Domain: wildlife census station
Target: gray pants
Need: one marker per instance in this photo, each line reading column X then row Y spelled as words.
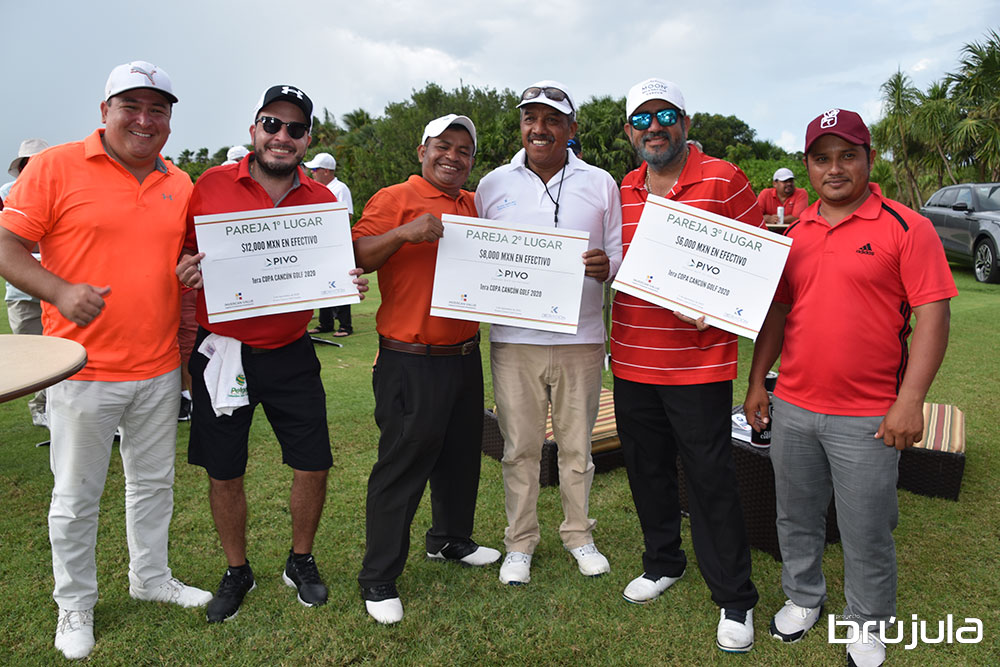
column 25, row 317
column 813, row 455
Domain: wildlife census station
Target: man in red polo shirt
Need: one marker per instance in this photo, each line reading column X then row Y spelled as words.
column 428, row 380
column 791, row 199
column 674, row 380
column 850, row 394
column 277, row 357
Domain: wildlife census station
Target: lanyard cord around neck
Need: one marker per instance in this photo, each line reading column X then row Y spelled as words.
column 562, row 177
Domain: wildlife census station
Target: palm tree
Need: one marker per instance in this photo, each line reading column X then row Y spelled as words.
column 934, row 121
column 900, row 98
column 976, row 90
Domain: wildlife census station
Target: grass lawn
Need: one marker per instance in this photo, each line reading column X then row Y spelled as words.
column 947, row 553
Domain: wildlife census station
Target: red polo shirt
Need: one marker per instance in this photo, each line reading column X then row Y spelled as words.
column 230, row 188
column 794, row 205
column 852, row 288
column 648, row 343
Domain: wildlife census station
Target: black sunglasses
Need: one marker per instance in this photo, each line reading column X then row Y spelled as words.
column 273, row 125
column 553, row 94
column 665, row 117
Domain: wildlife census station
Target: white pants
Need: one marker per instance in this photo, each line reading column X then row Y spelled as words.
column 83, row 417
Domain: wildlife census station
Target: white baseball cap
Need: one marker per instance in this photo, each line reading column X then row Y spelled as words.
column 564, row 105
column 138, row 74
column 321, row 161
column 28, row 148
column 439, row 125
column 653, row 89
column 237, row 153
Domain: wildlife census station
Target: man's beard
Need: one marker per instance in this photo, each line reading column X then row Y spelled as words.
column 279, row 170
column 661, row 159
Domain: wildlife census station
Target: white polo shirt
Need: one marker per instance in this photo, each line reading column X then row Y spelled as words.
column 590, row 201
column 342, row 193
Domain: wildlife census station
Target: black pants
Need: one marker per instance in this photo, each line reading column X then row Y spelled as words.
column 656, row 423
column 430, row 414
column 342, row 313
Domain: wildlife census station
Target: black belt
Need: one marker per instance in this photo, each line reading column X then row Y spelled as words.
column 463, row 348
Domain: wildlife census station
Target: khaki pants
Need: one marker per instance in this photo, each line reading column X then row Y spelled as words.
column 526, row 378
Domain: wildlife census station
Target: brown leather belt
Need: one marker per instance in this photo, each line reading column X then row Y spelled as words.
column 463, row 348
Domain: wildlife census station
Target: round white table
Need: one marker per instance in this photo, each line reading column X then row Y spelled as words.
column 30, row 363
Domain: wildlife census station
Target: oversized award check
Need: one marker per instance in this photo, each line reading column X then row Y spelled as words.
column 521, row 275
column 700, row 263
column 276, row 260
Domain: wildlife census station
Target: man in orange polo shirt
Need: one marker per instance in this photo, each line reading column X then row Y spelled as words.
column 674, row 380
column 850, row 393
column 428, row 379
column 791, row 199
column 108, row 215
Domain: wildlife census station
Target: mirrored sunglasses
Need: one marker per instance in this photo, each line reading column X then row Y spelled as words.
column 553, row 94
column 665, row 117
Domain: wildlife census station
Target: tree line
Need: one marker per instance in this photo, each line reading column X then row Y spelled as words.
column 375, row 152
column 947, row 134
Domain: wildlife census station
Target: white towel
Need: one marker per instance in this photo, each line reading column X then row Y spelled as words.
column 227, row 386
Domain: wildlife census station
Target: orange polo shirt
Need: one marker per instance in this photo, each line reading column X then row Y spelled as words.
column 794, row 205
column 406, row 280
column 96, row 224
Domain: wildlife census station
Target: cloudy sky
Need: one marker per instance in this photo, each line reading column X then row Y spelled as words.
column 774, row 63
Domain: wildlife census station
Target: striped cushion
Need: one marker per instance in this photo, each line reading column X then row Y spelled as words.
column 944, row 429
column 605, row 435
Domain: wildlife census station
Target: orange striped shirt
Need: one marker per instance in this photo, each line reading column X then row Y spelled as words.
column 649, row 344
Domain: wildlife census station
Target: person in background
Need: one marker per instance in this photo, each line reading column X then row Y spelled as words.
column 324, row 170
column 793, row 200
column 24, row 312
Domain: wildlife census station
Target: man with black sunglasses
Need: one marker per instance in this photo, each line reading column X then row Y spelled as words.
column 674, row 380
column 276, row 357
column 545, row 184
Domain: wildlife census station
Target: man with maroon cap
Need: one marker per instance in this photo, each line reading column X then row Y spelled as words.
column 849, row 396
column 108, row 215
column 674, row 380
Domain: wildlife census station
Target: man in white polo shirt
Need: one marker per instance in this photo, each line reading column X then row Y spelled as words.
column 324, row 169
column 545, row 184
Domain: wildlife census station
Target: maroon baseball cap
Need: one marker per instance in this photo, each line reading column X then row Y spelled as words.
column 840, row 122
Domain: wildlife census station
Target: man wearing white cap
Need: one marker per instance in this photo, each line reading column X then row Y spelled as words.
column 108, row 215
column 428, row 379
column 674, row 380
column 545, row 184
column 324, row 170
column 24, row 311
column 235, row 154
column 784, row 196
column 274, row 355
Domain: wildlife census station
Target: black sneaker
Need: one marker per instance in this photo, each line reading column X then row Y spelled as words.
column 235, row 584
column 185, row 412
column 301, row 574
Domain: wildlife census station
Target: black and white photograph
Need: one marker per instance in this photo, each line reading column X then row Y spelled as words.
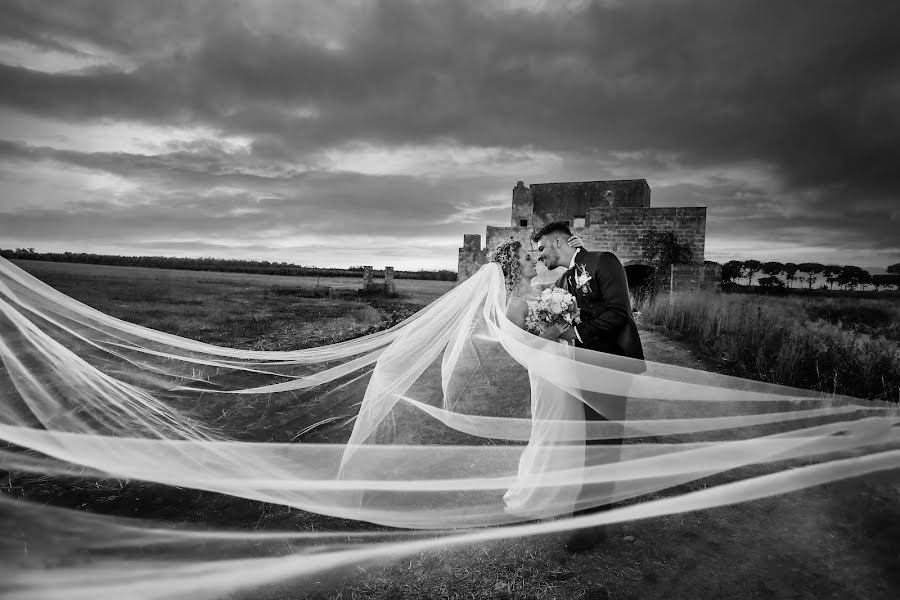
column 449, row 299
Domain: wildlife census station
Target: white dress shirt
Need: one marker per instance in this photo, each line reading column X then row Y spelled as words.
column 572, row 265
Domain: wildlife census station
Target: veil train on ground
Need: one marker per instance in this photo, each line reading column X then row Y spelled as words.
column 435, row 413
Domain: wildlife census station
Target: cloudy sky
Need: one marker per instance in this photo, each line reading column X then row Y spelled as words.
column 342, row 133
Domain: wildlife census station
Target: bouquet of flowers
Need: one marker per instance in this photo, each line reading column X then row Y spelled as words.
column 555, row 305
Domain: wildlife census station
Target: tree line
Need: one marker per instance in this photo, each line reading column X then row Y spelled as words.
column 776, row 274
column 216, row 264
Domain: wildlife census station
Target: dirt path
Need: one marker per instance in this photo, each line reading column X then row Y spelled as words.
column 659, row 348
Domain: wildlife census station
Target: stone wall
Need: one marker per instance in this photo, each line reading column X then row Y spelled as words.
column 471, row 257
column 609, row 215
column 619, row 230
column 572, row 201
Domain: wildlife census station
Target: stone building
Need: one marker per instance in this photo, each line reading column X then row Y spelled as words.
column 608, row 215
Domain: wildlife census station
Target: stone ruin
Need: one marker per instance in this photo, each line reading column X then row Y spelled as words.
column 609, row 216
column 386, row 287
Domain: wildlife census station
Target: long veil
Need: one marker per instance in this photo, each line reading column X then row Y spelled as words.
column 420, row 431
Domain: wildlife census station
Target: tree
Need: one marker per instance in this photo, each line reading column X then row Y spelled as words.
column 790, row 272
column 773, row 269
column 771, row 282
column 886, row 281
column 661, row 249
column 851, row 277
column 831, row 273
column 751, row 267
column 811, row 270
column 733, row 269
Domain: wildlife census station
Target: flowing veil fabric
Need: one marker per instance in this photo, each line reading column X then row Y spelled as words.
column 440, row 411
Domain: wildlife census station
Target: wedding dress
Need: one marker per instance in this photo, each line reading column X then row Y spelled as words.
column 436, row 406
column 549, row 450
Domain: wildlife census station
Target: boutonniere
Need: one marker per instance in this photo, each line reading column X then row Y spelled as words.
column 582, row 279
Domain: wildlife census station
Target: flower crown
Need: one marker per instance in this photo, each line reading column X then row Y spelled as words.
column 507, row 256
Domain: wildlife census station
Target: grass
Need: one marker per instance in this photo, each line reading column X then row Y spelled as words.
column 837, row 346
column 841, row 540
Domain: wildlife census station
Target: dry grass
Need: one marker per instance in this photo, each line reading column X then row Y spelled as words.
column 837, row 346
column 836, row 541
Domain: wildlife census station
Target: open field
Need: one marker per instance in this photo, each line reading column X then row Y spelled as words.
column 837, row 345
column 840, row 540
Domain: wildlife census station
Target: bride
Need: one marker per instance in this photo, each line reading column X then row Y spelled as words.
column 552, row 409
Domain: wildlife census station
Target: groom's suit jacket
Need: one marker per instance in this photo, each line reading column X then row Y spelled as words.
column 606, row 321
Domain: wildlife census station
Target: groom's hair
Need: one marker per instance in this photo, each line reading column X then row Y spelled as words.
column 555, row 227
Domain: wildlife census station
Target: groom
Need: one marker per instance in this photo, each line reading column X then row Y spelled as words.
column 598, row 282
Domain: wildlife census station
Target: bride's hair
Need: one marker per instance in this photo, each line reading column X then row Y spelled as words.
column 507, row 256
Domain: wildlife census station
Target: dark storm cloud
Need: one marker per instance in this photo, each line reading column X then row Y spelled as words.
column 810, row 89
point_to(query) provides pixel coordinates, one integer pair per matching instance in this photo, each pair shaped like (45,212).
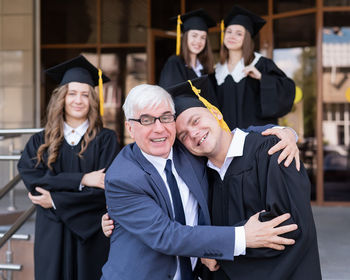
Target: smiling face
(234,36)
(196,41)
(155,139)
(77,103)
(199,131)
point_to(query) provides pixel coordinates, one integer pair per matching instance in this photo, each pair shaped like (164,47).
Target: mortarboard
(79,69)
(192,94)
(198,20)
(252,22)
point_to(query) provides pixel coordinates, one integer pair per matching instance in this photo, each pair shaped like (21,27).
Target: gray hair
(143,96)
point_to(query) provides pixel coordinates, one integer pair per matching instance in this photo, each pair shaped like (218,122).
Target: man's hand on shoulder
(266,234)
(287,144)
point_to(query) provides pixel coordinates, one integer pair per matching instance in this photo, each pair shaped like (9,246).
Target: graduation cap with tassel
(195,93)
(238,15)
(79,69)
(194,20)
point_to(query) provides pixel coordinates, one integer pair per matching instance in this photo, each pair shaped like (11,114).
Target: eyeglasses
(148,120)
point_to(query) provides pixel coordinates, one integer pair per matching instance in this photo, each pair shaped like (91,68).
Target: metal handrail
(19,222)
(10,185)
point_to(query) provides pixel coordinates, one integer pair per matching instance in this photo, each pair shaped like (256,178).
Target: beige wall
(16,64)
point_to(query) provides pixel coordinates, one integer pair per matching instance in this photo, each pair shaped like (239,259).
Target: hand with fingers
(267,234)
(287,144)
(107,225)
(94,179)
(211,264)
(252,72)
(44,200)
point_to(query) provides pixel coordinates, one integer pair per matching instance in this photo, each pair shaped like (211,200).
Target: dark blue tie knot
(168,166)
(185,263)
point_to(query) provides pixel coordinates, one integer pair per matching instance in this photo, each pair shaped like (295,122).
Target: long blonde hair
(54,134)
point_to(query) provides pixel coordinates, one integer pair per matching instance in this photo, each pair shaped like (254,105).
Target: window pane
(302,33)
(220,8)
(126,69)
(280,6)
(162,11)
(68,22)
(124,21)
(336,82)
(295,54)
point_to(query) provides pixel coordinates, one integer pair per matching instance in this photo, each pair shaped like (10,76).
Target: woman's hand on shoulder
(94,179)
(44,200)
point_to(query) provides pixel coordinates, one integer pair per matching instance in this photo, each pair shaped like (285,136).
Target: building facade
(131,40)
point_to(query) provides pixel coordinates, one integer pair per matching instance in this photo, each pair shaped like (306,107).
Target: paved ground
(332,223)
(333,231)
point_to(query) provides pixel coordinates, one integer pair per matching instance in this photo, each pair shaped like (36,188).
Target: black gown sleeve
(81,211)
(41,175)
(173,72)
(277,91)
(283,190)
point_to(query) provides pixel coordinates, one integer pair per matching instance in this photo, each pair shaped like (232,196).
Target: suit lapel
(187,173)
(156,178)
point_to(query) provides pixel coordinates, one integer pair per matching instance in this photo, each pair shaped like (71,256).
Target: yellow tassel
(178,35)
(222,28)
(100,90)
(211,108)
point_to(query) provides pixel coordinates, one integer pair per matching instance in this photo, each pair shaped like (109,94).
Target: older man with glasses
(157,193)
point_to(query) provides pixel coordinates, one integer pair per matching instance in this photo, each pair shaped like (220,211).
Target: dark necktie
(185,262)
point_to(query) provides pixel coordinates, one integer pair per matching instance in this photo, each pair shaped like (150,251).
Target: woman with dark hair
(251,89)
(63,169)
(195,58)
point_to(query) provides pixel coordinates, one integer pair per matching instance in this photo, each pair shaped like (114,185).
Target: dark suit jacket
(147,239)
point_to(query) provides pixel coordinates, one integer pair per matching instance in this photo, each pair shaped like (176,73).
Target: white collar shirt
(189,202)
(74,135)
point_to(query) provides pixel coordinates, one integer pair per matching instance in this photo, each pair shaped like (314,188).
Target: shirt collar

→ Prompt: Exactly the lines from the one containing "Target: dark necktie" to the final line of the entries must be restated, and no others.

→ Result below:
Target: dark necktie
(185,262)
point_to(query) provides pixel coordinates, one integer pair per matching instance in this photo, each pair shaped like (150,251).
Target: woman with dark hair
(251,89)
(63,169)
(195,58)
point_to(query) provides pixel coordinates, one integer pair per matching instance in this photo, each pair shaped like (114,185).
Target: dark suit jacket
(147,239)
point_to(query) provides pixel coordinates, one integer pair per matching instance in this photo, each pair shaped like (176,73).
Target: white collar shirt
(189,202)
(74,135)
point_to(query) provides pixel coordinates, one integer pair per matching instance in this photo, each pair shaped like (314,188).
Target: shirt collar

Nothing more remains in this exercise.